An NRI need to file an ITR (Income Tax return) in following cases:

1. All the profits gained by NRIs from their Business in India or from salary received by them for their services provided here are taxable in India. All these cases shall be taxed according to Indian tax slab rates.

2. If you own a house or any other property in India then your income from that property will be considered under Indian tax slab.

3. If you are having an account in an Indian bank whether it is a saving deposit, fixed or term deposit the interest earned from all these accounts will be taxable in India.

4. Capital gained from assets of NRI in India like property, shares, investments, debentures etc. are taxable.

Now NRI’s should have to use ITR 2 instead of ITR 1. They also have an option to furnish details of any one foreign Bank Account for the purpose of credit of tax refunds. 

Also read this post: Which Income Tax Return (ITR) Form To Fill For FY 2017-18 (AY 18-19)

Types of deductions and exemptions available for NRI’s

SECTION 80C: According to section 80C, a citizen of India (whether an NRI or a permanent resident) can get a deduction of maximum 1.5 lakh from their gross total income if he/she invests in any of following saving schemes:-

  1. Repayment of housing loan
  2. Tuition fees
  3. Life Insurance policy
  4. Investment in Equity funds or Mutual funds.

——

REQUIRED ACTION 1 - In the NRI tax text, what form should NRIs now use in place of ITR 1?
REQUIRED ACTION 2 - Return the NRI tax text between "1. All the profits" and "etc. are taxable.", inclusive.
The entries have nothing to do with the NRI tax text.

RECORDED INFORMATION -
——

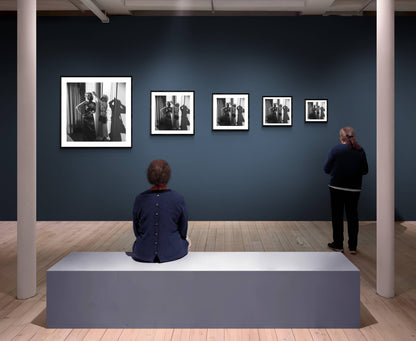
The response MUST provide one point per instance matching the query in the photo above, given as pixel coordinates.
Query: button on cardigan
(160, 224)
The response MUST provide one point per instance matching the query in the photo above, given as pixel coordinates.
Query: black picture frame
(277, 111)
(96, 112)
(168, 110)
(230, 111)
(316, 110)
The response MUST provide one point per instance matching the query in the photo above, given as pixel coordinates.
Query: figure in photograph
(233, 115)
(117, 125)
(279, 113)
(102, 129)
(286, 117)
(272, 116)
(225, 118)
(346, 164)
(175, 122)
(165, 122)
(184, 117)
(240, 117)
(160, 220)
(322, 111)
(87, 110)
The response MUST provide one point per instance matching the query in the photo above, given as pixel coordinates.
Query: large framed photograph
(277, 111)
(172, 113)
(230, 112)
(96, 112)
(316, 110)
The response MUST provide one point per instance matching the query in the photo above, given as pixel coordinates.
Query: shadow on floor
(366, 319)
(40, 320)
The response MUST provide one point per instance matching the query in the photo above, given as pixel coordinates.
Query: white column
(385, 148)
(26, 148)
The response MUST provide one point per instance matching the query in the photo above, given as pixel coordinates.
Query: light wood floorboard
(381, 319)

——

EXERCISE SOLUTION 1 - ITR 2

EXERCISE SOLUTION 2 -
1. All the profits gained by NRIs from their Business in India or from salary received by them for their services provided here are taxable in India. All these cases shall be taxed according to Indian tax slab rates.

2. If you own a house or any other property in India then your income from that property will be considered under Indian tax slab.

3. If you are having an account in an Indian bank whether it is a saving deposit, fixed or term deposit the interest earned from all these accounts will be taxable in India.

4. Capital gained from assets of NRI in India like property, shares, investments, debentures etc. are taxable.